Des premiers émois photographiques aux coups de cœur les plus récents, les auteurices publié·es sur les pages de Fisheye reviennent sur les œuvres et les sujets qui les inspirent particulièrement. Aujourd’hui, à l’occasion de son exposition L’Inquiétude aux Rencontres d’Arles 2024, Nanténé Traoré revient aux obsessions et aux visions qui ont marqué son univers, aux narrations puissantes, et tourné vers l’autre.
Si tu devais ne choisir qu’une seule de tes images, laquelle serait-ce ?
C’est une question vraiment complexe, car je n’imagine jamais mes clichés comme séparés les uns des autres. Quand je pense une image, je l’imagine toujours en train de dialoguer avec une autre, soit dans un espace d’exposition fictif, soit au sein d’une série potentielle. Toutes les photographies que je réalise vont au minimum par deux, idéalement par trois, en raison du mouvement que cela permet sur un mur ou sur une page. Et puis, venant de l’univers du collage, je trouve plus intéressant de les mettre en relation plutôt que de les penser comme des œuvres individuelles. J’ai le sentiment que le travail de l’image est toujours un exercice de dialogue, de mise en relation, car cette discussion inter-images, précisément, permet de leur donner un contexte et une profondeur. Je vais donc tricher un peu, et choisir l’un de mes premiers collages argentiques pour répondre à cette question, même si cette œuvre est très différente de ce que je produis aujourd’hui.

------------------------------------------------

▸ **DÉFI 1**
Recopiez fidèlement le passage de l'entretien avec Nanténé Traoré qui va de « Des premiers émois » à « laquelle serait-ce ? ».
▸ **DÉFI 2**
Répondez aux questions suivantes d'après l'entretien avec Nanténé Traoré.
(a) Quel est le titre de l'exposition présentée aux Rencontres d'Arles 2024 ?
(b) Par combien d'images, au minimum, vont les photographies réalisées par Nanténé Traoré ?
(c) Quelle œuvre est finalement choisie pour répondre à la question sur l'image unique ?

------------------------------------------------

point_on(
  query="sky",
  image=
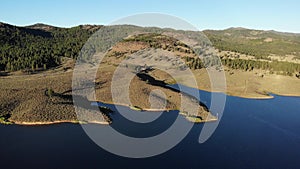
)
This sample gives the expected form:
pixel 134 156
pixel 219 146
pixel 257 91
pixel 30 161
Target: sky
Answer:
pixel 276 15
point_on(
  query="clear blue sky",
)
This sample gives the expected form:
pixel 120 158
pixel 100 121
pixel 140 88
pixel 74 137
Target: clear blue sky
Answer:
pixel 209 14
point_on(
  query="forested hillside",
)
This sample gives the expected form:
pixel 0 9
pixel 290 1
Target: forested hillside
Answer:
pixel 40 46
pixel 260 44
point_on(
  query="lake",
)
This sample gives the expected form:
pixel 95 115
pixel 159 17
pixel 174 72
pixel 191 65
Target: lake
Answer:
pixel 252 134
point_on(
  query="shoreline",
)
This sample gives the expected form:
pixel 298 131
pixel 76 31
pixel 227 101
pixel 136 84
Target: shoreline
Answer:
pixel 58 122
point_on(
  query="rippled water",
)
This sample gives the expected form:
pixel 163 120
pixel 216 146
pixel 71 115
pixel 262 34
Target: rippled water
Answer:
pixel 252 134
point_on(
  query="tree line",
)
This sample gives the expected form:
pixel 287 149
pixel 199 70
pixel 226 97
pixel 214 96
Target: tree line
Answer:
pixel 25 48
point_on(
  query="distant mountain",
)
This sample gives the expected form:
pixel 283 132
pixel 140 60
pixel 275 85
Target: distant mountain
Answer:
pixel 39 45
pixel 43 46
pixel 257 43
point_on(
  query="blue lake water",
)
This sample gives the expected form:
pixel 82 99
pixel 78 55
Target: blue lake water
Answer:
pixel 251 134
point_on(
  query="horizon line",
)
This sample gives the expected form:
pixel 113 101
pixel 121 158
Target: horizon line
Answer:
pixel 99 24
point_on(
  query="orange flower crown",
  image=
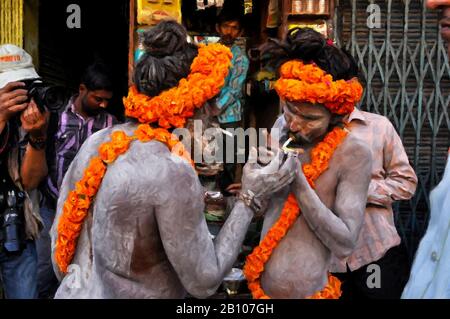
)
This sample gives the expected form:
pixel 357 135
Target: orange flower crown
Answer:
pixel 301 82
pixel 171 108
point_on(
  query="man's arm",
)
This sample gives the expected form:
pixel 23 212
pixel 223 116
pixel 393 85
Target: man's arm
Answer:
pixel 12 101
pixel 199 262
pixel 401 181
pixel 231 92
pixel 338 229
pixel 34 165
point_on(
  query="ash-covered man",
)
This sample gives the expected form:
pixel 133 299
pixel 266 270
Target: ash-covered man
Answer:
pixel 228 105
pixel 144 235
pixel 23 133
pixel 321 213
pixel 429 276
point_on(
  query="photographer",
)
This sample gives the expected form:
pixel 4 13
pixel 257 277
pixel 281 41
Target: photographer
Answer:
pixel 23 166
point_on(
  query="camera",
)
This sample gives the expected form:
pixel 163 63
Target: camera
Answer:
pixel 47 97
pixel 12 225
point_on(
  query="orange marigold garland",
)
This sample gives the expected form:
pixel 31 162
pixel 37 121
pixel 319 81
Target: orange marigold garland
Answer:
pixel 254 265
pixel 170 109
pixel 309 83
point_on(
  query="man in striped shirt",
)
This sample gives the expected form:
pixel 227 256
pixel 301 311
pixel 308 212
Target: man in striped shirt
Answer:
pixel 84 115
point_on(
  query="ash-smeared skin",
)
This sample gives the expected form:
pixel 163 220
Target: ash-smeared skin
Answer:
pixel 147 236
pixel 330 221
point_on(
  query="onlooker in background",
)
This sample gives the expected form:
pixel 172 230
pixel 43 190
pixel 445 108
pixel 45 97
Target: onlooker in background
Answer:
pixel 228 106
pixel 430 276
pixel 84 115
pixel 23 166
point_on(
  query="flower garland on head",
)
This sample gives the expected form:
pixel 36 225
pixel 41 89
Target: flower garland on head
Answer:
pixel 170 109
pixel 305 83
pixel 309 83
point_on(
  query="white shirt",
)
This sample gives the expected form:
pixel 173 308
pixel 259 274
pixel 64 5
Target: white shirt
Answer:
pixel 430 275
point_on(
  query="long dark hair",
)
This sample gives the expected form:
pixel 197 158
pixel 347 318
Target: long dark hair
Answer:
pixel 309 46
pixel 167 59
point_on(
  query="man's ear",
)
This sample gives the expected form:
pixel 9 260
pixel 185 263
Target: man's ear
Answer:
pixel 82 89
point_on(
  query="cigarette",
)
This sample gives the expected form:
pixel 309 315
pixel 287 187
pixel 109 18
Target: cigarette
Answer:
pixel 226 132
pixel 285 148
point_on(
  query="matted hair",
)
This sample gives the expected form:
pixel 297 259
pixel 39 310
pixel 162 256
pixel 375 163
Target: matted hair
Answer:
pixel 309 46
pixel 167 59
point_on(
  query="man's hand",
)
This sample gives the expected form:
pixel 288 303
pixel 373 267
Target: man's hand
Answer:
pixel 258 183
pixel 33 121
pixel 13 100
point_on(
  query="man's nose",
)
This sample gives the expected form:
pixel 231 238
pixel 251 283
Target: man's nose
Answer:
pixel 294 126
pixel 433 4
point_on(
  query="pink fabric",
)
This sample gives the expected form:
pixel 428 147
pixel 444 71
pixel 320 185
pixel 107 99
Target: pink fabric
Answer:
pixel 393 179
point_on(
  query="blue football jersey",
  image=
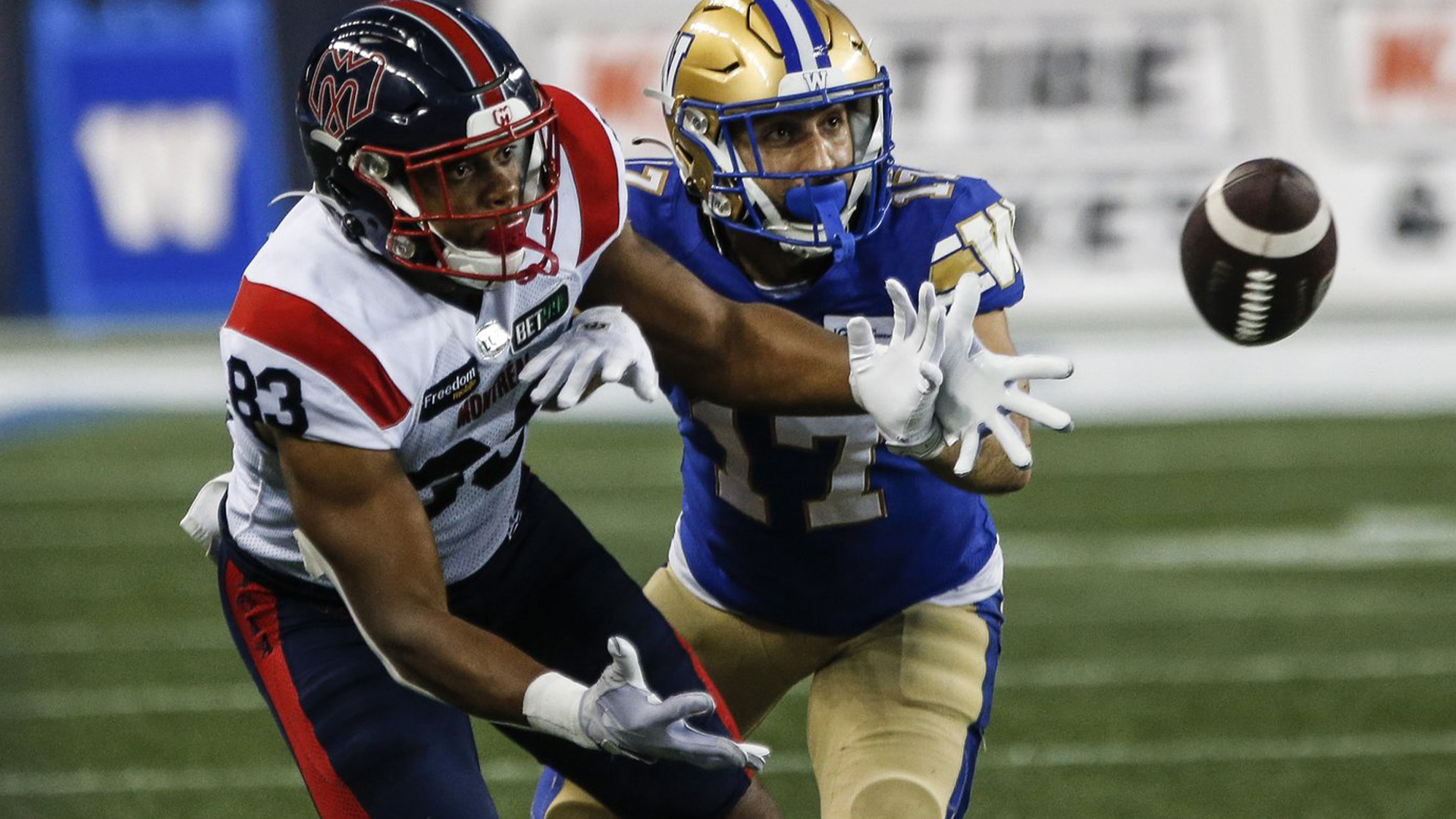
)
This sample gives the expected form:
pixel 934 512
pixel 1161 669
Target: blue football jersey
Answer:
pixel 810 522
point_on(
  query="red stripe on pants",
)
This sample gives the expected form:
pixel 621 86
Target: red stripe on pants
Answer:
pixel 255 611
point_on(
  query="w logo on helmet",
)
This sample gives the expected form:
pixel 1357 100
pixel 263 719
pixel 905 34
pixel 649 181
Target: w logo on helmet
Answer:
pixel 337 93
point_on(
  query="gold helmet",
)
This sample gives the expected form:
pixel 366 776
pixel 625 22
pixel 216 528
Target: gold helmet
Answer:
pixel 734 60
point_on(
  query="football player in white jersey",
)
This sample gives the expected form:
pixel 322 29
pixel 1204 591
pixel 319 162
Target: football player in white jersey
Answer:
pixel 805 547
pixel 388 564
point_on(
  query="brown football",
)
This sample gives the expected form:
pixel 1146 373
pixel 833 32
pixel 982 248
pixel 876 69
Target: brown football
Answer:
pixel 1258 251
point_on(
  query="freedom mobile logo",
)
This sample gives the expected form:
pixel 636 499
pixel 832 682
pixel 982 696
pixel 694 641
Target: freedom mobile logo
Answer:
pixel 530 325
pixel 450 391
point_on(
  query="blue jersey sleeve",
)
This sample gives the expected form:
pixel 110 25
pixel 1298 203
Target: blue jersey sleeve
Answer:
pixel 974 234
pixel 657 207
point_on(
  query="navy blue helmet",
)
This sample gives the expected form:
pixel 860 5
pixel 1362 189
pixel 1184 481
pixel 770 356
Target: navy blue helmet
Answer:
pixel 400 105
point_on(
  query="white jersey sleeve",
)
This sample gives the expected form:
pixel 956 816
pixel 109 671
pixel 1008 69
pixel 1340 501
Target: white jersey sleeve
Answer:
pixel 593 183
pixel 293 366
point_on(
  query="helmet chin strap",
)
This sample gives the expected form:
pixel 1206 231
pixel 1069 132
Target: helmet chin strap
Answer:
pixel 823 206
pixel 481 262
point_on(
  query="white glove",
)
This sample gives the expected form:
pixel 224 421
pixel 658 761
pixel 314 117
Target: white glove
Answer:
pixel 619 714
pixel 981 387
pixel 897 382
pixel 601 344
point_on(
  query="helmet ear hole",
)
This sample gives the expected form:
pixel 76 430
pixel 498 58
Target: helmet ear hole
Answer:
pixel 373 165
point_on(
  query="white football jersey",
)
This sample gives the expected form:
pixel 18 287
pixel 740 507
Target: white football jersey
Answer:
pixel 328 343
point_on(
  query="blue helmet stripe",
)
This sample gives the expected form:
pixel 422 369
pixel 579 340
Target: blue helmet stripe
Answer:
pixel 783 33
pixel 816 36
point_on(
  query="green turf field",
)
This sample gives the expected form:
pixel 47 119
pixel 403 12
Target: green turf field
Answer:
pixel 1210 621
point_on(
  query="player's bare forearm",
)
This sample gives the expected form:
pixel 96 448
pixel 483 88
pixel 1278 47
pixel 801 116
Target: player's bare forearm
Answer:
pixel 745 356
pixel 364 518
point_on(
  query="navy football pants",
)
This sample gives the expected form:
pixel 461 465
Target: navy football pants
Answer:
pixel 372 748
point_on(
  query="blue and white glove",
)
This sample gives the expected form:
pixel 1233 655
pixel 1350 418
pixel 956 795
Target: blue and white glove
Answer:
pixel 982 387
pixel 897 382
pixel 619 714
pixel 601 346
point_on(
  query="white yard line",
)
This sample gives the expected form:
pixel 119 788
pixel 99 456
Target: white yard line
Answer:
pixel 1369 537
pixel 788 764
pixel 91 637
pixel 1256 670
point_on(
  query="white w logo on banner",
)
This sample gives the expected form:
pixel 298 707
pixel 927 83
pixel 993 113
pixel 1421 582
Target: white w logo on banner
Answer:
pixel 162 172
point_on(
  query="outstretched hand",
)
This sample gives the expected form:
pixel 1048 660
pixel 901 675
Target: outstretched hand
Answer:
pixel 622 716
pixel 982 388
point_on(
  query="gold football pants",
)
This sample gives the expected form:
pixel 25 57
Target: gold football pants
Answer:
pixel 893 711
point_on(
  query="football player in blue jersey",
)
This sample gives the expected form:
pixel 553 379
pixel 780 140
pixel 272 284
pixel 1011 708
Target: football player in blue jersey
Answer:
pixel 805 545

------------------------------------------------

▸ **RÉPONSE DÉTAILLÉE 1**
Des premiers émois photographiques aux coups de cœur les plus récents, les auteurices publié·es sur les pages de Fisheye reviennent sur les œuvres et les sujets qui les inspirent particulièrement. Aujourd’hui, à l’occasion de son exposition L’Inquiétude aux Rencontres d’Arles 2024, Nanténé Traoré revient aux obsessions et aux visions qui ont marqué son univers, aux narrations puissantes, et tourné vers l’autre.
Si tu devais ne choisir qu’une seule de tes images, laquelle serait-ce ?

▸ **RÉPONSE DÉTAILLÉE 2**
(a) L'Inquiétude.
(b) Elles vont au minimum par deux, idéalement par trois.
(c) L'un de ses premiers collages argentiques.